** DATA FOR THE TASK **

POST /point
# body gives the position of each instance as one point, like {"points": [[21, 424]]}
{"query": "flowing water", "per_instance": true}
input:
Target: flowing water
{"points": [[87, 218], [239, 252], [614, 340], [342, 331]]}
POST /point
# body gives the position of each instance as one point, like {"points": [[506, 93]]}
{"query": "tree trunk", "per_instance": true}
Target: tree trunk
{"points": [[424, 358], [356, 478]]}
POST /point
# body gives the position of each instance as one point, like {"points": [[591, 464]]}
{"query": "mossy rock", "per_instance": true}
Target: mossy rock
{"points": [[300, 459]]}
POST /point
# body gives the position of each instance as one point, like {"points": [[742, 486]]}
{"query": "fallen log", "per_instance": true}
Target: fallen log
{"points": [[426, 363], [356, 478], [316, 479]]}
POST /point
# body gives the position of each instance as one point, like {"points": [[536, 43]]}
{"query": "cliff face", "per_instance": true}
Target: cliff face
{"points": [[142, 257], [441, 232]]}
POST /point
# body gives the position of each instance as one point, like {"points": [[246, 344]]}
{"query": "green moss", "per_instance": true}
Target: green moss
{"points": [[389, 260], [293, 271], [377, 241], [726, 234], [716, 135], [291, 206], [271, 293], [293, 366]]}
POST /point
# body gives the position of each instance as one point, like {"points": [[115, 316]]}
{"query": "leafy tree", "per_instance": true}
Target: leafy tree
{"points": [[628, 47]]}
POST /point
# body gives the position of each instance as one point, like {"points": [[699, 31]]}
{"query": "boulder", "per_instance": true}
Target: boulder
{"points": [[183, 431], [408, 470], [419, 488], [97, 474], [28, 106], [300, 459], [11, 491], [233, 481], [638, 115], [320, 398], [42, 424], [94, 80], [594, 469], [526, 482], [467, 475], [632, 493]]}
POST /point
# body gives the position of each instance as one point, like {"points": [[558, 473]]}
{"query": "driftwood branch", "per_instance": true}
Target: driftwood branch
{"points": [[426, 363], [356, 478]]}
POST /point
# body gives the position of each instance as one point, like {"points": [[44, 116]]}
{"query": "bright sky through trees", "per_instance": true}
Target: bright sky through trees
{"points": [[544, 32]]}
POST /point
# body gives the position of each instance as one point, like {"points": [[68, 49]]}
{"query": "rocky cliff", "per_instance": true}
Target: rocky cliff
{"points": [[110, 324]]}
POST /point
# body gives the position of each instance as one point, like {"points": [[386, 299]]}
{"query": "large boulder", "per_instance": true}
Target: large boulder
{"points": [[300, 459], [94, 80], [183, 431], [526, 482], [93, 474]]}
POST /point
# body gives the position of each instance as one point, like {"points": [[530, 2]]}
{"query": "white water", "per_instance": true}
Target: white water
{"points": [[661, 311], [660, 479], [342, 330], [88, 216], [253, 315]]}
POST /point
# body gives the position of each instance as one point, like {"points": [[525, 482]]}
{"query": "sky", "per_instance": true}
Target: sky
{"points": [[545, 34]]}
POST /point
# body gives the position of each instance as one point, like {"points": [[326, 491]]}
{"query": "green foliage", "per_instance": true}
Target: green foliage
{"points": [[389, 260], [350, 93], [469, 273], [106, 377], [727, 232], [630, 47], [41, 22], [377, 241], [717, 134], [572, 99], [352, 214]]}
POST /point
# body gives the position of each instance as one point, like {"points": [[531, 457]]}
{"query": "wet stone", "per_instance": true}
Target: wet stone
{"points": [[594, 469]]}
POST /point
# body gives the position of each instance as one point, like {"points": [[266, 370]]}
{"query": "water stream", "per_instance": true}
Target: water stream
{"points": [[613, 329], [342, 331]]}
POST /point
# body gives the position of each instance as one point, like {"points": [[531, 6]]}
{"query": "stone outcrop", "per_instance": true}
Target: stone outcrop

** WHAT TO PRODUCE **
Which lines in the records above contain the string "flowing"? List each of them in full.

** RESPONSE TO THIS EXERCISE **
{"query": "flowing water", "per_instance": true}
Target: flowing water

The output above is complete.